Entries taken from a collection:

+===+

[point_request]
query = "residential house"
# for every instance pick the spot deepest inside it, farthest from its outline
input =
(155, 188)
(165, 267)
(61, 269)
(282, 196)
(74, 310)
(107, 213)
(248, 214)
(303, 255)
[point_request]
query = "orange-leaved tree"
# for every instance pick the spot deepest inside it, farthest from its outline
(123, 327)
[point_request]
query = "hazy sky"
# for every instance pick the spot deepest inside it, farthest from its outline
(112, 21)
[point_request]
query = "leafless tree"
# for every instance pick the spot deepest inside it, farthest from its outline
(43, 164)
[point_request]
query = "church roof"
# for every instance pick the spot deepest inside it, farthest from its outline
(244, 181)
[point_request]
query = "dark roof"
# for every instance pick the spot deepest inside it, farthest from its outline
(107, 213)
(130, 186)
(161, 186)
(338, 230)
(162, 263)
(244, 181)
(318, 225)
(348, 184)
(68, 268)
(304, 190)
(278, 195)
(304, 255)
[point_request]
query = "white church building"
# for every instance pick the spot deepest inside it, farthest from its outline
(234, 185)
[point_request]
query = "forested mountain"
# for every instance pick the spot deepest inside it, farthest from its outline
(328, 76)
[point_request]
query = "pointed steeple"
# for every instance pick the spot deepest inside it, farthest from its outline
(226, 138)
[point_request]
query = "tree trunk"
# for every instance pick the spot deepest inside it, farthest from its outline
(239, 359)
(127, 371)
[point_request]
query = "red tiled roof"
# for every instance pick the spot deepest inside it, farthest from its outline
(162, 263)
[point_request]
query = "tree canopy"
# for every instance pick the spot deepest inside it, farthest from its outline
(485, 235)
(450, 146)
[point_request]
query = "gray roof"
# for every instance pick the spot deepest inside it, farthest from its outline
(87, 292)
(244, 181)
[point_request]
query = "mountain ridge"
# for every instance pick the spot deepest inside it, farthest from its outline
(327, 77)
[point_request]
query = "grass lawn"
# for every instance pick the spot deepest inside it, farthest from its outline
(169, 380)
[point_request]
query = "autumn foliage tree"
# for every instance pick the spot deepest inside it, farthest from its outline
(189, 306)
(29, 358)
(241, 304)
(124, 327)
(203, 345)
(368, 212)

+===+

Given problem:
Restate the data above exactly, keeping each word as it stands.

Solution to the exercise:
[point_request]
query = "residential house"
# for every instance pick the spot deepest inside it, farthest from its outline
input =
(155, 188)
(165, 267)
(61, 269)
(282, 196)
(74, 310)
(107, 213)
(248, 214)
(303, 255)
[point_request]
query = "orange-leaved tree"
# for every instance pick the spot deepest inside it, farthest from its outline
(123, 327)
[point_request]
query = "hazy sky"
# for every instance pick the spot deepest inside it, farthest from its outline
(112, 21)
[point_request]
query = "leafless tree"
# for every instance pick the spot deepest inside it, farthest from its outline
(43, 164)
[point_request]
query = "church roof"
# for every instance pick the spot deepest inside it, farthest from its outline
(244, 181)
[point_request]
query = "dark roof"
# for every instance pick the spot deepest inside it, farthest from its outline
(107, 213)
(130, 186)
(161, 186)
(338, 230)
(162, 263)
(244, 181)
(318, 225)
(348, 184)
(68, 268)
(304, 190)
(278, 195)
(304, 255)
[point_request]
query = "white church building"
# for every instance pick the spot deepest inside it, farthest from its outline
(234, 185)
[point_request]
query = "forested mountain"
# for every instance pick the spot deepest inside it, farthest from its outline
(328, 76)
[point_request]
query = "pointed steeple"
# for every instance pick the spot deepest inside it, farthest from its outline
(226, 138)
[point_request]
query = "tree trunk"
# for every instance pick the spot deepest inside it, farthest from its outline
(239, 359)
(127, 371)
[point_request]
query = "red tiled roof"
# for every instance pick the spot deepest inside it, farthest from its outline
(162, 263)
[point_request]
query = "tree canopy"
# for every instance pick the spot deepest inside it, farthest from its outline
(485, 235)
(450, 146)
[point_request]
query = "gray roof"
# for every instance pick the spot deepest inside it, farthest from its outline
(87, 292)
(244, 181)
[point_request]
query = "mountain ridge"
# for every instance pick the spot deepest inside it, farthest from its outline
(327, 77)
[point_request]
query = "grass lawn"
# for every instance pick the spot deepest inside it, farthest from its outline
(169, 380)
[point_request]
query = "autumn foliage tree"
# for every instance pick the spot deepest inside it, farthest from its outline
(189, 306)
(29, 358)
(241, 304)
(124, 327)
(203, 345)
(368, 212)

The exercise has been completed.